- **Passage given**:
┌──

13 Ms Koch's affidavit itself is equally detailed and particular. Ms Koch has set out in a logical fashion a series of matters in support of the first defendant's application for a specified gross sum costs order under a series of headings. It should be noted that the plaintiffs challenged none of the matters to which she deposed in any way. This included Ms Koch's historical review of the matter, details of the costs and disbursements incurred over and during specified periods since August 2000, and details of the solicitors and counsel involved during these periods and the amounts of the fees billed or charged. She gives evidence of having reviewed the hard copy file held by the first defendant in the matter, consisting of over 480 A4 lever arch folders in various categories that she identifies. She gives details of the bills of costs rendered to the first defendant with a documentary trail cross-referenced to the exhibits to her affidavit that I have already described. The amounts that have been billed for work that the first defendant is unable to claim are also described. The affidavit contains 66 paragraphs over 14 pages in all.

└──

- **Given instruction 1**: Give the records as a numbered list, starting with the line that contains "Which pixel sits on the dark foreground?" and going on through the end of the records, with blank lines left out.
The passage on Ms Koch's affidavit and the records come from unrelated sources.

- **Records provided**:

┌──

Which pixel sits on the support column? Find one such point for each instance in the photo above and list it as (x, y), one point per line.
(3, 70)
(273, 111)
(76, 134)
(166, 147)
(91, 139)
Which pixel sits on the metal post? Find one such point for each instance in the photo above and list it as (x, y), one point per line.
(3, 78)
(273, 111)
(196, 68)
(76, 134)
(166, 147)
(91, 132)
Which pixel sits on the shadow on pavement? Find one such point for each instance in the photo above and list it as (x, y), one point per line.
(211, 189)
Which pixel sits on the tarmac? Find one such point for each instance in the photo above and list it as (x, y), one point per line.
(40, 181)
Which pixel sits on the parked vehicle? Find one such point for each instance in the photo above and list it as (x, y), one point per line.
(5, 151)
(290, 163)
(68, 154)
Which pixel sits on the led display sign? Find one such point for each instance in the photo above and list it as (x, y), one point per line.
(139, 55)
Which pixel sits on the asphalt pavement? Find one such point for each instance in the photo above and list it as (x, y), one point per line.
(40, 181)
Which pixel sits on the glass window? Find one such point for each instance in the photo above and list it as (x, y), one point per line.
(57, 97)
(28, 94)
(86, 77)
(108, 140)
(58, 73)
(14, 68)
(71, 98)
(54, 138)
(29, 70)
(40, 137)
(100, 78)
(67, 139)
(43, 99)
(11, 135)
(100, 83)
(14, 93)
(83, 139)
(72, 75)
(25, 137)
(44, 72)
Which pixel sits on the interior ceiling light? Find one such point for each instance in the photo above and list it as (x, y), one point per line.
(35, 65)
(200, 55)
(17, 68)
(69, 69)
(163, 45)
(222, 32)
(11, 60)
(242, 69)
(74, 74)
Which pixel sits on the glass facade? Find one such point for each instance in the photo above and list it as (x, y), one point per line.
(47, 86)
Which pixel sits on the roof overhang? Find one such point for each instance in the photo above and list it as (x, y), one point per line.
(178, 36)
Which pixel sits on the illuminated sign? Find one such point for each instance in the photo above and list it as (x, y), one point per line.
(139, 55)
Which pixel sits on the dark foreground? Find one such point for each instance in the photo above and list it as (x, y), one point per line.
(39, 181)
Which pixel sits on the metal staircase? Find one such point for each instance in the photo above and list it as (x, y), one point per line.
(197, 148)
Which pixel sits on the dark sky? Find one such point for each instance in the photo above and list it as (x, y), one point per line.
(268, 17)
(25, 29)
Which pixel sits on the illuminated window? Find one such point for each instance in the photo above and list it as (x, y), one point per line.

└──

- **Given instruction 2**: Carry the passage on Ms Koch's affidavit forward from its last sentence.

- **Final answer 1**:
1. Which pixel sits on the dark foreground? Find one such point for each instance in the photo above and list it as (x, y), one point per line.
2. (39, 181)
3. Which pixel sits on the metal staircase? Find one such point for each instance in the photo above and list it as (x, y), one point per line.
4. (197, 148)
5. Which pixel sits on the dark sky? Find one such point for each instance in the photo above and list it as (x, y), one point per line.
6. (268, 17)
7. (25, 29)
8. Which pixel sits on the illuminated window? Find one such point for each instance in the photo above and list it as (x, y), one point per line.

- **Final answer 2**:
14 The first defendant's submissions contain a summary of what the affidavits and the folders contain. The summary has not been challenged just as Ms Koch was not cross-examined. The total amount of the first defendant's costs billed to the first defendant is said by Ms Koch to be $1,594,575 less $87,720 which are the costs incurred by the first defendant on applications upon which the plaintiffs ultimately succeeded and $31,090 being the costs incurred by the first defendant in the costs appeal proceedings commenced in the District Court referred to earlier. The total of the resulting costs is therefore said to be $1,475,765.

15 The first defendant seeks an order for the payment of 80 per cent of that sum. The reduction of 20 per cent is said to be a reduction that reflects what are described as "the relatively modest fees charged by the first defendant's solicitors, the Crown Solicitor's Office and by counsel retained by the first defendant". The first defendant seeks an order that the costs so reduced be paid by the first and second plaintiffs respectively in the ratio of 4:1. That apportionment is said by the first defendant to reflect "the limited participation of the second plaintiff in the proceedings". The first defendant submitted that the order is sought under s 98(4)(c) of the Act "in order to avoid the significant expense and delay associated with costs assessment". The first defendant submitted that it "is not unreasonable to assume, given the [first] plaintiff's evidence of his personal circumstances, that such expense (estimated to be in the order of $150,000) could ever [sic, 'never'] be recovered".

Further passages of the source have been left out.